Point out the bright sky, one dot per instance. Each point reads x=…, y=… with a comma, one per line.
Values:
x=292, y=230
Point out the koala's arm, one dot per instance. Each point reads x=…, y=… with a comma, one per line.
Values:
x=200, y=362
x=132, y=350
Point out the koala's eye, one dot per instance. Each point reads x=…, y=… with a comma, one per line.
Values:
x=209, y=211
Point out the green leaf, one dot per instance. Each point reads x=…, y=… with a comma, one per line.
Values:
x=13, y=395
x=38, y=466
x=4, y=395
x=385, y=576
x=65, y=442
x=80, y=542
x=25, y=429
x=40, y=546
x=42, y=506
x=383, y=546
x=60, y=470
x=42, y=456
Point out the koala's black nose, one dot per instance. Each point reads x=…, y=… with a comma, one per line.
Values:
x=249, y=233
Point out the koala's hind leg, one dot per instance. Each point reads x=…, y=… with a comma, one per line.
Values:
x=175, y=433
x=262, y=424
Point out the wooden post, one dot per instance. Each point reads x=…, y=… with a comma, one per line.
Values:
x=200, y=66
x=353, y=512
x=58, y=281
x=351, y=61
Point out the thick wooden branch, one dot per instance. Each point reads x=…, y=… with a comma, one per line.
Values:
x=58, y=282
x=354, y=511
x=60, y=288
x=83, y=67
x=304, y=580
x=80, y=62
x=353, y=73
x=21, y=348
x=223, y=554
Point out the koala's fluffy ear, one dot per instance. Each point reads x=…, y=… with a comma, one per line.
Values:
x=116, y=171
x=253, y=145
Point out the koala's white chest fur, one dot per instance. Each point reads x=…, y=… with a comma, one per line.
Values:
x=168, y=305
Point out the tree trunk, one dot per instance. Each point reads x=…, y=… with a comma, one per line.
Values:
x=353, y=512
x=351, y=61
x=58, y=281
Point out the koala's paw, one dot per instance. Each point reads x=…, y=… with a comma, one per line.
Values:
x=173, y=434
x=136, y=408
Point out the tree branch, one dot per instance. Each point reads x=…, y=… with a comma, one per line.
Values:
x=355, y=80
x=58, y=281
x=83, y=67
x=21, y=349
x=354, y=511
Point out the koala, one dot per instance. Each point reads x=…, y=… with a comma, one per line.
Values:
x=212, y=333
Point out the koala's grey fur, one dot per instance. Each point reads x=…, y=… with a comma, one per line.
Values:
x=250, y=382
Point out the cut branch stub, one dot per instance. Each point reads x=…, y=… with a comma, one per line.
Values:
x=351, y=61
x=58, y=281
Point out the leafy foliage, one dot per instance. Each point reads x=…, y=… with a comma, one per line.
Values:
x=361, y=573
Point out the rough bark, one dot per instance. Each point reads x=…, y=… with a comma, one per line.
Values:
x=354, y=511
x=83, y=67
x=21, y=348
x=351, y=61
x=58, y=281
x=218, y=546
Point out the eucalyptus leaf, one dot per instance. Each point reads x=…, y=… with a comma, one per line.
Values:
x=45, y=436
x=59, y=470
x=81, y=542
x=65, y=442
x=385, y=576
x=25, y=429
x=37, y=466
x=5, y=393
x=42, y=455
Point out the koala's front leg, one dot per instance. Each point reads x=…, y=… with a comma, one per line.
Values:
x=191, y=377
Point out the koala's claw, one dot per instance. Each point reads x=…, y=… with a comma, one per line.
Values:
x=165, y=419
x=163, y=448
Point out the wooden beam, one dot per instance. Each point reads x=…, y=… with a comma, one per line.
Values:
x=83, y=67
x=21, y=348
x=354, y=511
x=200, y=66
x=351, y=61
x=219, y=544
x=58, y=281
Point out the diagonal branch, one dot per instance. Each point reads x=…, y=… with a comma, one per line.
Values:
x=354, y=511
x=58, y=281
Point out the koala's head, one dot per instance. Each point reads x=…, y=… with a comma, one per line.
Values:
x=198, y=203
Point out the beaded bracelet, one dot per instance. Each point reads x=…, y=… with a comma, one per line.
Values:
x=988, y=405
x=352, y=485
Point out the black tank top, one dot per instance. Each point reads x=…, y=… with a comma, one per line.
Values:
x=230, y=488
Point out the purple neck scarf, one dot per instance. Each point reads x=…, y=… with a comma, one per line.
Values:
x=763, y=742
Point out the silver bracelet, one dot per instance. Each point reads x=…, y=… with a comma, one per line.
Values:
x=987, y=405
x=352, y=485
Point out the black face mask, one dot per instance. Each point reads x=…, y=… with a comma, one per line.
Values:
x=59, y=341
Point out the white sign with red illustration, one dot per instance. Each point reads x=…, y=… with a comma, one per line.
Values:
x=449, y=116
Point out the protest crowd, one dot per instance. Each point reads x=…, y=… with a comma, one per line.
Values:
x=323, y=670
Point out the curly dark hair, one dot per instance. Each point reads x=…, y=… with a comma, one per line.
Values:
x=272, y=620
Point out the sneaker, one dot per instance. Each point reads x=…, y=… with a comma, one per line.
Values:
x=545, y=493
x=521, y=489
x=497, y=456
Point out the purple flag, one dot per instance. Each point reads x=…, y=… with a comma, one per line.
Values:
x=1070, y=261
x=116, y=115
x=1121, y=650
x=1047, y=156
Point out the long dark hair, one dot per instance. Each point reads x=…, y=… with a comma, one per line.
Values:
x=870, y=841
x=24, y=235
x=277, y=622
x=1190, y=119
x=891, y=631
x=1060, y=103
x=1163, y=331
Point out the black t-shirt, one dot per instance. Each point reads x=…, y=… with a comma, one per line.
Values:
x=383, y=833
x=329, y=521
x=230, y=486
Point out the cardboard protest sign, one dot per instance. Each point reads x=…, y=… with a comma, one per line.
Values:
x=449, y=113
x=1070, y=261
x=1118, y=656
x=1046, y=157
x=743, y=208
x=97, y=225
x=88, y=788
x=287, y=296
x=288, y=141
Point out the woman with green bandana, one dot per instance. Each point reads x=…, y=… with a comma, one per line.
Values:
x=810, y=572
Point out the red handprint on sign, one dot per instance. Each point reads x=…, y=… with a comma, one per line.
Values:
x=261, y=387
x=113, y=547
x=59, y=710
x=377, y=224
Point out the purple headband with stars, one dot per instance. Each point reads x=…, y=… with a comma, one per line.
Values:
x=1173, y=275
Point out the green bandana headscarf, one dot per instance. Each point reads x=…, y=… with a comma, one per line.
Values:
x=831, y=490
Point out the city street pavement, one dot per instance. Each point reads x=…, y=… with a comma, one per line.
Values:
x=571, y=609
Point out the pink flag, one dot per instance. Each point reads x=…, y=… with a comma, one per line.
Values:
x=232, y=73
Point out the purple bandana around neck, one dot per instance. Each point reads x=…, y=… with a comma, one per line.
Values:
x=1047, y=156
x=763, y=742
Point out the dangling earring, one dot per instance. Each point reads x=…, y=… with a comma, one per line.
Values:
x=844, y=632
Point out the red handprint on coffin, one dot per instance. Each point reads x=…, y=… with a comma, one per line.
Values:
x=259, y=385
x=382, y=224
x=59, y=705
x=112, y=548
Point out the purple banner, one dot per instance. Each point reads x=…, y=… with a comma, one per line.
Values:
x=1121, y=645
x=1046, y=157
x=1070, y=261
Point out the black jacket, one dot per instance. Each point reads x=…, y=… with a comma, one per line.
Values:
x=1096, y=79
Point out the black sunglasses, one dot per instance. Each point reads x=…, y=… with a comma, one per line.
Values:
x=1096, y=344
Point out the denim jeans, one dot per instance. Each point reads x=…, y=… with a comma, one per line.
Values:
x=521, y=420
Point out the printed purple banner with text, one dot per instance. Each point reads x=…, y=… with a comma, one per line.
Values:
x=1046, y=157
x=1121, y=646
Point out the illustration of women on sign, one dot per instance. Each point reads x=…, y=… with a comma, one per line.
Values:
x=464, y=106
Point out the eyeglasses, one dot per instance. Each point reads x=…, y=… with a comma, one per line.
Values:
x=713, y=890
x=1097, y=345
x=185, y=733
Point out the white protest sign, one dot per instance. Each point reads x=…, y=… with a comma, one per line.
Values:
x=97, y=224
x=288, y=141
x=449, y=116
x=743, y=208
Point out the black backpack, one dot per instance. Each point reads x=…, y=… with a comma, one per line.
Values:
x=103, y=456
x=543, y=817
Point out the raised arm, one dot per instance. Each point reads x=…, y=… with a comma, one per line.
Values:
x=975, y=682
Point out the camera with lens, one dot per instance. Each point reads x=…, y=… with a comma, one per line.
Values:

^^^^

Add 68 to every x and y coordinate given as an answer, and write out the records from the start through the line containing "x=253, y=145", requests included.

Point out the bright sky, one dot per instance. Each point reads x=…, y=… with a comma, one per line.
Values:
x=360, y=298
Point out the koala's arm, one dot per instance. Each point reads x=…, y=… with a comma, one per line.
Values:
x=268, y=430
x=200, y=418
Point out the koala's eye, one dot per instance. Each point reads x=…, y=… with a comma, one per line.
Values:
x=277, y=279
Point out the green leaf, one dot per instance. Each point reads x=…, y=… with a comma, one per line.
Values:
x=81, y=463
x=106, y=534
x=72, y=463
x=453, y=644
x=133, y=510
x=148, y=610
x=93, y=497
x=108, y=614
x=110, y=574
x=451, y=614
x=128, y=538
x=110, y=524
Point out the koala's black nose, one dot per instance. Each point reads x=…, y=… with a comma, one per line.
Values:
x=317, y=301
Point out the koala's hind leg, one dot per instance. Each point reads x=…, y=… with a comma, one per line.
Values:
x=243, y=501
x=330, y=492
Point out the wooden post, one dot per instance. Each point reads x=…, y=… with a comma, one per line.
Values:
x=268, y=134
x=421, y=580
x=126, y=349
x=419, y=129
Point out the thick wooden branch, one dot per instance. Each point reads x=…, y=… with a comma, one per line.
Values:
x=126, y=350
x=422, y=579
x=128, y=356
x=151, y=135
x=372, y=648
x=148, y=130
x=421, y=141
x=89, y=416
x=291, y=622
Point out the koala's fluffy ear, one dot per instance. Each point reads x=…, y=… with a comma, one per line.
Values:
x=184, y=239
x=321, y=213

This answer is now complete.